Information given
□ □ □
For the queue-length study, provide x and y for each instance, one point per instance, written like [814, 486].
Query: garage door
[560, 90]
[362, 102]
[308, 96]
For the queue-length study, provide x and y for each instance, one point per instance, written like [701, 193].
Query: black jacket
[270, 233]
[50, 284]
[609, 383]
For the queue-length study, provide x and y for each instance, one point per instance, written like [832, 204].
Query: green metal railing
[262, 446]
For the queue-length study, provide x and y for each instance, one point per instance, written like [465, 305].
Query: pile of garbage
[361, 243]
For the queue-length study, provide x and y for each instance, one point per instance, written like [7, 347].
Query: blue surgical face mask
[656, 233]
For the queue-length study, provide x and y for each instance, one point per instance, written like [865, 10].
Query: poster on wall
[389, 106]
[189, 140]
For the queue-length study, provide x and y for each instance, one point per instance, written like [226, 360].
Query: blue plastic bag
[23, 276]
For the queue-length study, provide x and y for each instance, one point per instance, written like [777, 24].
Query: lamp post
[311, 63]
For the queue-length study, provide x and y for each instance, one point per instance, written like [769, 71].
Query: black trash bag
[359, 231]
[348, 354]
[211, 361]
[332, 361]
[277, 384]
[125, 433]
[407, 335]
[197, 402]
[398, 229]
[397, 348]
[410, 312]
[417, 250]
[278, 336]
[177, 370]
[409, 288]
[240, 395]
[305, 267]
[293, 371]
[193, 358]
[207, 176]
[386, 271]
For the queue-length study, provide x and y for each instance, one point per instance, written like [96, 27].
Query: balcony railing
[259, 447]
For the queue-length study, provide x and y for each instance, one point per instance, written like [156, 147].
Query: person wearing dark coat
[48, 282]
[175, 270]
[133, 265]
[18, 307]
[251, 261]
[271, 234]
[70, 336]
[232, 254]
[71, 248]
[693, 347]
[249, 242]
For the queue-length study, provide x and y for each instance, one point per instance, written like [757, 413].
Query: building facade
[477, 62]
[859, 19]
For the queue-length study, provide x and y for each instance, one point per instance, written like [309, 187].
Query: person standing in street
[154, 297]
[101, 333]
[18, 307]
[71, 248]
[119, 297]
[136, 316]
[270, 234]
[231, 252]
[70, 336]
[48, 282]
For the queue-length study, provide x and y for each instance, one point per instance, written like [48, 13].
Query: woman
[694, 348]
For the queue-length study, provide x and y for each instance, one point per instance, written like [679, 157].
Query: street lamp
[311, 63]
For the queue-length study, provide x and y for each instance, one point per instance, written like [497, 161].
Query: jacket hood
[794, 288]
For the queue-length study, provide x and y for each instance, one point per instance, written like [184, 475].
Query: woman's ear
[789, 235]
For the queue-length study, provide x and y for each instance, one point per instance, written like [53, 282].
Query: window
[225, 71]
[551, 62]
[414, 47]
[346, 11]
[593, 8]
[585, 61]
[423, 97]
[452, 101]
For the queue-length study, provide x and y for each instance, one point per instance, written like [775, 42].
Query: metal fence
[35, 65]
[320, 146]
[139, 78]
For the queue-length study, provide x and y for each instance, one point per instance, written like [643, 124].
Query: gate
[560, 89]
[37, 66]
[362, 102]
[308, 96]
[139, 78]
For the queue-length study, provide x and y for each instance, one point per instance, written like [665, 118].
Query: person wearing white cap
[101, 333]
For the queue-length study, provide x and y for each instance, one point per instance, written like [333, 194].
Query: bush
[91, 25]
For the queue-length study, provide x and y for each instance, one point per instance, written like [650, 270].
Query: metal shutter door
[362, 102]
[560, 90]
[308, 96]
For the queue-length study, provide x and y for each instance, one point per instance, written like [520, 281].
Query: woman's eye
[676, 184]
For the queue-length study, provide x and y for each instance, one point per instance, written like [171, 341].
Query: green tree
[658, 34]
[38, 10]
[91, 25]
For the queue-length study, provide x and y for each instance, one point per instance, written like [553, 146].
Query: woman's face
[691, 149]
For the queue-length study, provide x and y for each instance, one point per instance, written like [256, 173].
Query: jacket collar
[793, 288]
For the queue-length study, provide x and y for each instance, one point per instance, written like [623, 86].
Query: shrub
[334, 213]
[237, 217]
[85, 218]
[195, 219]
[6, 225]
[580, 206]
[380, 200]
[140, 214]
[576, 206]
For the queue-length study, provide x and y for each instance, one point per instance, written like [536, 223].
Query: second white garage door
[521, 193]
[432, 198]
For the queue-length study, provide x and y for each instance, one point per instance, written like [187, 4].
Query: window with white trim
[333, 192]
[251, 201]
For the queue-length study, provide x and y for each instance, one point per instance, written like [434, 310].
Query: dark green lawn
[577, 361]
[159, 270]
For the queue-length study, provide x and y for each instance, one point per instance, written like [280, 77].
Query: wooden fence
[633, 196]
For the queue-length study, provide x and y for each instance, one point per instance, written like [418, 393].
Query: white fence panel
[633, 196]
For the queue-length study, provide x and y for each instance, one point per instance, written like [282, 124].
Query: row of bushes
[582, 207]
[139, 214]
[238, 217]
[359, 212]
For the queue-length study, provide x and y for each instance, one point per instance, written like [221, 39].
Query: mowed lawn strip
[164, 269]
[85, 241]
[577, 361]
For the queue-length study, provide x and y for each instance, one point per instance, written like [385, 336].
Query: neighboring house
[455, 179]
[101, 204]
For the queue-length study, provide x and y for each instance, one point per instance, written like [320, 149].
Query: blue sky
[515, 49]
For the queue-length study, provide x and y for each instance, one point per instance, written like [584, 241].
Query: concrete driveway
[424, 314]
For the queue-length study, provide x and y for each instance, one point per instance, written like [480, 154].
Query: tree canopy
□ □ □
Above are some records; repeat all of them exactly.

For the queue-length study, provide x and y for each instance, one point per instance, written like [814, 486].
Query: garage door
[560, 90]
[362, 102]
[308, 96]
For the queue-length study, provide x and y for each instance, one point per instance, written like [701, 193].
Query: black jacket
[270, 233]
[50, 284]
[609, 383]
For the queue-length study, provide x and y for each instance, one point per instance, written like [832, 204].
Query: green metal railing
[262, 446]
For the queue-length study, provide x and y for each instance, one point per instance, written like [465, 305].
Query: pile of garbage
[361, 243]
For the queue-length study, provide x and y for each instance, one point per instance, written like [7, 347].
Query: blue surgical face mask
[656, 233]
For the queue-length study, provide x and y for each instance, one point per instance, written like [865, 10].
Query: poster on wall
[389, 106]
[189, 140]
For the queue-length study, provide x and y for each instance, one point per instance, written like [226, 360].
Query: blue plastic bag
[23, 276]
For the queue-length study, provide x and y for each instance, one point per instance, written like [777, 24].
Query: lamp post
[311, 63]
For the queue-length study, provide x and y for each instance, one point per instance, written like [769, 71].
Query: black trash bag
[359, 231]
[348, 354]
[211, 361]
[332, 361]
[277, 384]
[125, 433]
[407, 335]
[197, 402]
[398, 229]
[397, 348]
[410, 312]
[417, 250]
[278, 336]
[177, 370]
[409, 288]
[240, 395]
[305, 267]
[293, 371]
[193, 358]
[207, 176]
[386, 271]
For the queue-length study, provide x and y for each instance, one point per instance, written like [96, 27].
Query: balcony railing
[259, 447]
For the queue-length study, provide x and y for each instance, one point per instance, written like [156, 147].
Query: person wearing dark coat
[48, 282]
[175, 270]
[133, 265]
[18, 307]
[251, 261]
[271, 234]
[70, 336]
[232, 254]
[71, 248]
[693, 347]
[249, 242]
For the queue-length study, provide x and y for each instance, one point per instance, written like [757, 413].
Query: building facade
[477, 62]
[859, 19]
For the queue-length study, provide x and y for each instance, one point per instance, written like [309, 187].
Query: person standing in street
[154, 297]
[101, 333]
[18, 307]
[71, 248]
[119, 297]
[136, 316]
[270, 234]
[231, 252]
[70, 336]
[48, 282]
For the queue-length study, provide x and y for each instance, one point per instance, written like [48, 13].
Query: woman
[694, 348]
For the queue-length study, provide x and y for each instance, one point per instance, written like [679, 157].
Query: street lamp
[311, 63]
For the queue-length study, provide x and y for each instance, one point per instance, written like [497, 161].
Query: jacket hood
[794, 288]
For the queue-length study, provide x and y for each instance, one point per instance, written like [184, 475].
Query: woman's ear
[789, 235]
For the queue-length study, provide x and y for each instance, one point per instance, written like [53, 282].
Query: window
[225, 71]
[551, 62]
[414, 47]
[346, 11]
[593, 8]
[585, 61]
[423, 97]
[452, 101]
For the queue-length study, provide x and y for each instance, one point per instance, written like [775, 42].
Query: metal fence
[35, 65]
[320, 146]
[139, 78]
For the queue-length study, provide x and y for each instance, one point per instance, written like [643, 124].
Query: gate
[560, 89]
[37, 66]
[362, 102]
[308, 96]
[139, 78]
For the queue-length study, provide x and y for each instance, one point per instance, written like [665, 118].
Query: person wearing white cap
[101, 333]
For the queue-length study, provide x and y for each instance, one point per instance, written like [333, 194].
Query: bush
[91, 25]
For the queue-length study, provide x and y for each instance, one point per instance, written like [650, 270].
Query: metal shutter door
[362, 102]
[560, 90]
[308, 96]
For the queue-length study, provide x and y for each instance, one point per instance, written like [520, 281].
Query: woman's eye
[676, 184]
For the queue-length study, provide x and y for each instance, one point per instance, written like [171, 341].
Query: green tree
[658, 34]
[38, 10]
[91, 25]
For the queue-length study, provide x and y for each instance, one point per instance, written like [553, 146].
Query: woman's face
[691, 149]
For the queue-length study, provide x and y for each instance, one point per instance, written like [256, 173].
Query: jacket collar
[793, 288]
For the queue-length study, provide x and y for each instance, one point per instance, written like [623, 86].
Query: shrub
[334, 213]
[237, 217]
[85, 218]
[195, 219]
[6, 225]
[580, 206]
[380, 200]
[140, 214]
[576, 206]
For the queue-length study, provide x and y for each instance, one point per instance, written like [536, 223].
Query: second white garage door
[521, 193]
[432, 198]
For the queue-length study, provide x and y for each instance, one point per instance, written like [187, 4].
Query: window with white trim
[333, 192]
[251, 201]
For the queue-length study, provide x and y for each instance, one point per instance, written like [434, 310].
Query: dark green lawn
[577, 361]
[159, 270]
For the queue-length study, provide x and y for each instance, one point per instance, written like [280, 77].
Query: wooden fence
[633, 196]
For the queue-length study, provide x and y for each instance, one point per instance, written like [418, 393].
Query: white fence panel
[633, 196]
For the queue-length study, provide x and y for each instance, one point per instance, written like [282, 124].
Query: row of bushes
[582, 207]
[139, 214]
[238, 217]
[359, 212]
For the queue-length study, provide x and y for each instance, one point per instance, written like [221, 39].
Query: mowed lawn strip
[164, 269]
[85, 241]
[577, 361]
For the queue-length study, provide x and y for each instance, one point per instance, written like [385, 336].
Query: neighboring house
[455, 179]
[101, 204]
For the queue-length study, provide x and y for each instance, one point per instance, written like [320, 149].
Query: blue sky
[515, 49]
For the queue-length study, provide x and y for each instance, one point per instance, written like [584, 241].
Query: concrete driveway
[424, 314]
For the queue-length study, provide x and y for each instance, one point per instance, written like [480, 154].
Query: tree canopy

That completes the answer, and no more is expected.